In the text on arroyos as bird habitat, reproduce the part from "Study sites consisted" up to and including "Biology, 5: 1095-1106.", swapping "arroyos" for "wooded strips".

:: Exercise passage ::
══════
The clearing of forests in the tropics has a been a cause of some concern for scientists worried about the loss of habitat for both resident and migratory birds. A study in Mexico near the Guatemalan border revealed that arroyos can provide a refuge for birds.
Arroyos, or wooded patches along streams and rivers, are typically left behind as the surrounding land is cleared for agriculture. Some arroyos consist of remnant forest, others of scrub, and others of woods with or without an understory. All appealed to birds, with the understory-free forest, cleared for cattle, being the least appealing.
Study sites consisted of arroyos that were 10 years old and those that were 35 years old. There was no difference in the bird community between the two ages so even fairly recently cleared agricultural areas can provide habitat for birds if the arroyos are left intact.
This article summarizes the information in this publication:
Warkentin, I., Greenberg, R.S. and Salgado Ortiz, J. 1995. Songbird use of gallery woodland in recently cleared and older settled landscapes of the Selva Lacandona, Chiapas, Mexico. Conservation Biology, 5: 1095-1106.
══════
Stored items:

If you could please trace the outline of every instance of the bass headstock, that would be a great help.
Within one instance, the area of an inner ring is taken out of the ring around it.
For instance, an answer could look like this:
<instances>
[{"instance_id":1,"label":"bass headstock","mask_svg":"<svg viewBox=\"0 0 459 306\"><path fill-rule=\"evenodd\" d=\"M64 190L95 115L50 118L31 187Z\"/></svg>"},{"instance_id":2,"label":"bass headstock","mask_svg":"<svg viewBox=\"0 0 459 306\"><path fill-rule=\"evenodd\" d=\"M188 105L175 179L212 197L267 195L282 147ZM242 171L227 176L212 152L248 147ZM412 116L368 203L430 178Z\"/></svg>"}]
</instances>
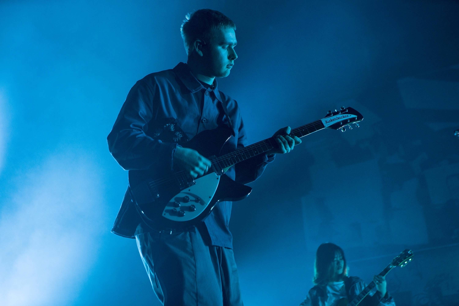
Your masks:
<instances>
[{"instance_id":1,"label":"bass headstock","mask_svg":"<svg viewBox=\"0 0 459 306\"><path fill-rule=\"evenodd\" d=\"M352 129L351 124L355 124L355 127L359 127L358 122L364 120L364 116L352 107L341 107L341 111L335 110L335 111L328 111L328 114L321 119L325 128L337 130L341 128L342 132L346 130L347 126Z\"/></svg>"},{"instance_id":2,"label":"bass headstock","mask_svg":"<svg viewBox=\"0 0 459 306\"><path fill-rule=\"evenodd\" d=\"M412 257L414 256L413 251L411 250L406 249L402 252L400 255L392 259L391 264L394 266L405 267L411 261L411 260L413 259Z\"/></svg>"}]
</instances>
══════
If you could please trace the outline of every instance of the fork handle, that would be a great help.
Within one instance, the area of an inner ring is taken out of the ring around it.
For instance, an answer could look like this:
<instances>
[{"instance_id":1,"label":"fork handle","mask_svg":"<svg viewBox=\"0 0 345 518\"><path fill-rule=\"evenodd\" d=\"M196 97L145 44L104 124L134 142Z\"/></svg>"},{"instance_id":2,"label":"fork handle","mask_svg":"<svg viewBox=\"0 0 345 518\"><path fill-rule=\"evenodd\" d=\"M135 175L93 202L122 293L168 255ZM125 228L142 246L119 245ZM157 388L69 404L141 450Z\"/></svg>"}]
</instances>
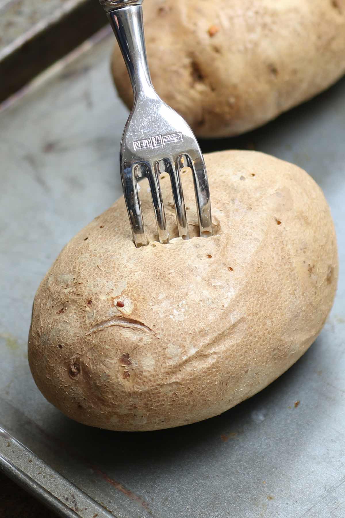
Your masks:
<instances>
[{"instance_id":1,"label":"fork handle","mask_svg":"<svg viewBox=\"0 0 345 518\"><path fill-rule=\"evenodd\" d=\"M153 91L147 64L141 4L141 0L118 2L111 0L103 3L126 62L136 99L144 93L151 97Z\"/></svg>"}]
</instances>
══════
:: Solution to this exercise ::
Study sites consisted of wooded strips that were 10 years old and those that were 35 years old. There was no difference in the bird community between the two ages so even fairly recently cleared agricultural areas can provide habitat for birds if the wooded strips are left intact.
This article summarizes the information in this publication:
Warkentin, I., Greenberg, R.S. and Salgado Ortiz, J. 1995. Songbird use of gallery woodland in recently cleared and older settled landscapes of the Selva Lacandona, Chiapas, Mexico. Conservation Biology, 5: 1095-1106.